Gather every line from the records below that contains the string "backpack", treating uppercase and lowercase as different.

(Pointing records)
---+---

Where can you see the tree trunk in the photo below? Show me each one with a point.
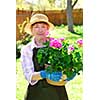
(69, 16)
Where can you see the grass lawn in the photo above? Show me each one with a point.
(74, 88)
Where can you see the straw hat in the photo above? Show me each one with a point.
(38, 18)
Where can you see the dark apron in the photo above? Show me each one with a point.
(42, 90)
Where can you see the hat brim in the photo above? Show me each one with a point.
(27, 28)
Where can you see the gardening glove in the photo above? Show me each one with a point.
(71, 78)
(54, 76)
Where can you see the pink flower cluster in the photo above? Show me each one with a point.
(70, 48)
(56, 43)
(80, 42)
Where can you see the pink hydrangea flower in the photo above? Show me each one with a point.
(62, 39)
(70, 48)
(55, 43)
(80, 42)
(51, 38)
(47, 33)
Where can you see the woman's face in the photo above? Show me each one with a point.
(40, 29)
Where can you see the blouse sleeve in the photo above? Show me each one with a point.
(27, 65)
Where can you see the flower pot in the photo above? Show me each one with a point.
(60, 83)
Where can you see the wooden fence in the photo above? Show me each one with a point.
(55, 16)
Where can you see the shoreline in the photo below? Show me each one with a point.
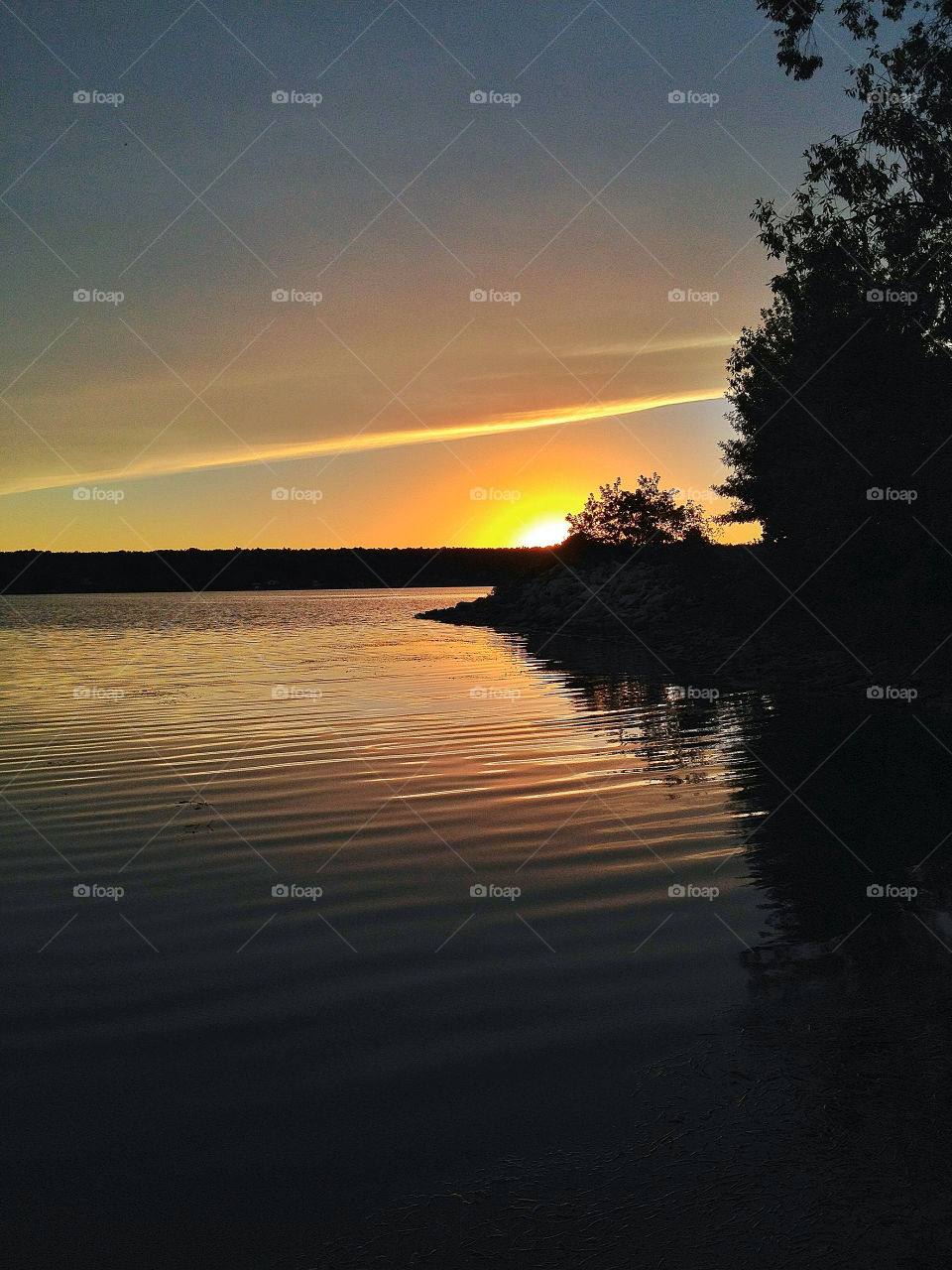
(722, 616)
(807, 1129)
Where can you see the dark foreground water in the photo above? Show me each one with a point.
(308, 906)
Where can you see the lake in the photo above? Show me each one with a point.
(309, 906)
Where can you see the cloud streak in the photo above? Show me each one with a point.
(362, 443)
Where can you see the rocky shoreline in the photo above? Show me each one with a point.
(737, 617)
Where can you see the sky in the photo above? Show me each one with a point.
(515, 240)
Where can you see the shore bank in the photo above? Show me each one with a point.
(810, 1130)
(744, 617)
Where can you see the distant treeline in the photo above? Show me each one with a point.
(264, 570)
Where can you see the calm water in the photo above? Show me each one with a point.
(207, 1070)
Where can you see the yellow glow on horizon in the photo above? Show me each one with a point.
(544, 532)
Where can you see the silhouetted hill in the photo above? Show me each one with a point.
(264, 568)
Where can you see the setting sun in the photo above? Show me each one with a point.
(544, 532)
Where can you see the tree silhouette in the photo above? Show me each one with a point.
(847, 382)
(648, 513)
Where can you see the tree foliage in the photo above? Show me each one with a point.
(847, 382)
(648, 513)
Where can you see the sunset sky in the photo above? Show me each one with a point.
(385, 405)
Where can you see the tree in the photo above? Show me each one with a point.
(645, 515)
(847, 382)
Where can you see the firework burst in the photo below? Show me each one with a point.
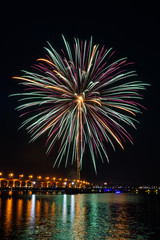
(80, 97)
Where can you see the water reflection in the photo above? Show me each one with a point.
(64, 208)
(32, 212)
(72, 208)
(83, 216)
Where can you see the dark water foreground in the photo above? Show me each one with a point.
(81, 216)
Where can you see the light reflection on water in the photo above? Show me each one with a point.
(83, 216)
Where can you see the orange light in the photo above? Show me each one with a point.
(11, 175)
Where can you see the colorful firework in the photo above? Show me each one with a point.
(81, 98)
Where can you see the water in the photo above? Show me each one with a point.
(83, 216)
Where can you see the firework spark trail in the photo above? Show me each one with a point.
(82, 98)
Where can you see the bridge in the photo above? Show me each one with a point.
(39, 182)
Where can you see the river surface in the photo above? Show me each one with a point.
(82, 216)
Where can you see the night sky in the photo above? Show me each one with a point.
(133, 31)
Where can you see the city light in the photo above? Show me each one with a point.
(11, 175)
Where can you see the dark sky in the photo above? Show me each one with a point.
(133, 31)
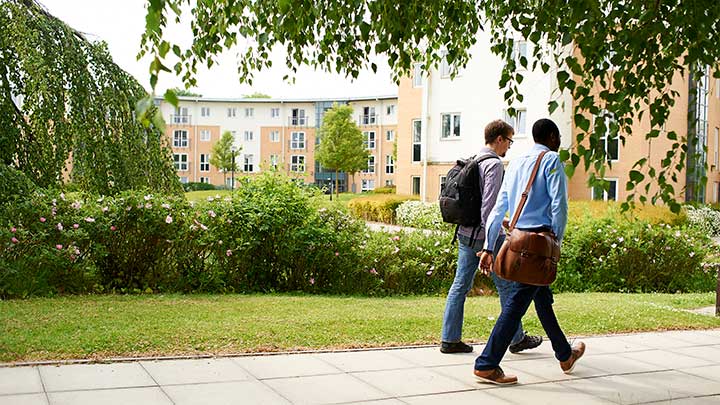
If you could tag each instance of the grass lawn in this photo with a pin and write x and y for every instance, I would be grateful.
(109, 326)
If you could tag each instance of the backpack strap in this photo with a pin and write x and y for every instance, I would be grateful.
(525, 194)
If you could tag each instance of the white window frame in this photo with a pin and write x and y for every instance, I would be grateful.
(297, 163)
(204, 162)
(297, 140)
(518, 122)
(370, 140)
(454, 120)
(274, 136)
(183, 141)
(181, 165)
(605, 192)
(389, 164)
(416, 140)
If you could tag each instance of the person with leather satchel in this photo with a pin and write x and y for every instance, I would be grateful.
(534, 191)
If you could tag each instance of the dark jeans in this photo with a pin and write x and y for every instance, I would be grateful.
(517, 304)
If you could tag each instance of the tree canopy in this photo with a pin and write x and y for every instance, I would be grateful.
(341, 145)
(631, 49)
(63, 99)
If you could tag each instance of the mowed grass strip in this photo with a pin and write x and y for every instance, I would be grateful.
(111, 326)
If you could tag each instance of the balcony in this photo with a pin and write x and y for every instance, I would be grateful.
(367, 120)
(181, 119)
(297, 121)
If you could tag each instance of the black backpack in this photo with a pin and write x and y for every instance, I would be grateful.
(460, 196)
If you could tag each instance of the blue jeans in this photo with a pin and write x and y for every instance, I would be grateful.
(467, 265)
(515, 307)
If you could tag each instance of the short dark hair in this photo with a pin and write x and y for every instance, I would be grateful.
(542, 129)
(496, 129)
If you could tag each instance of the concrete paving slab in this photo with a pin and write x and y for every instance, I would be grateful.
(124, 396)
(415, 381)
(325, 389)
(25, 399)
(280, 366)
(94, 376)
(250, 392)
(458, 398)
(195, 371)
(365, 360)
(20, 380)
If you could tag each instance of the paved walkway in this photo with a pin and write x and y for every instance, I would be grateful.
(680, 367)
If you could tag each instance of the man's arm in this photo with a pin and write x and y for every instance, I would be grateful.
(557, 189)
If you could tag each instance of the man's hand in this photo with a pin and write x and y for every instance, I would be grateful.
(486, 260)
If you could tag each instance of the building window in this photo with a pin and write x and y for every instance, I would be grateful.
(204, 162)
(367, 185)
(610, 144)
(389, 164)
(180, 139)
(181, 116)
(297, 140)
(599, 193)
(180, 161)
(450, 126)
(297, 163)
(368, 117)
(369, 139)
(417, 137)
(416, 185)
(517, 122)
(248, 163)
(371, 165)
(417, 75)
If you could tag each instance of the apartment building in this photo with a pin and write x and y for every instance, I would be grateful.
(278, 134)
(441, 120)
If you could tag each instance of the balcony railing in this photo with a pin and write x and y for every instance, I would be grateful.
(297, 121)
(370, 119)
(181, 119)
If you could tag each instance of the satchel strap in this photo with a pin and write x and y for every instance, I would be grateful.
(525, 194)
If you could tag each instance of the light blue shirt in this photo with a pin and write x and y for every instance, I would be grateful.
(546, 205)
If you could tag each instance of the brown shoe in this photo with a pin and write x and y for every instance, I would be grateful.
(568, 365)
(495, 376)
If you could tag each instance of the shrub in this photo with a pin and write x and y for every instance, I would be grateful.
(704, 219)
(417, 214)
(379, 208)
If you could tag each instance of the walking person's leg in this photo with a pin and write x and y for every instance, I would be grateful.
(467, 264)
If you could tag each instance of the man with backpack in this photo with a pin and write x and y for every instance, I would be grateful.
(467, 199)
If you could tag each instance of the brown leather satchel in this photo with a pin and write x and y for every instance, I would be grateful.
(528, 257)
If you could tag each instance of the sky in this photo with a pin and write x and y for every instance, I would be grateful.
(121, 23)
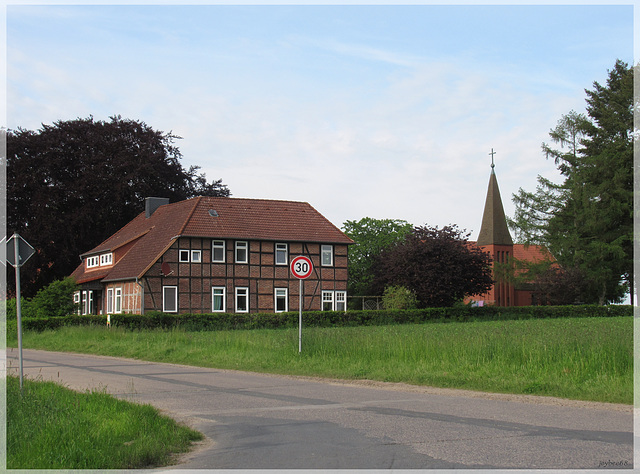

---+---

FINISHED TASK =
If you could tag each instance of the backpack strap in this photo with a pin and write x and y for every instance, I would be grateful.
If you could tag each instance of the black backpack in this photo with a pin and write x and y for every instance, I would be grateful.
If you could tag each instance of the man with backpack in this photo with a pin and write x and y for every instance, I would be grateful.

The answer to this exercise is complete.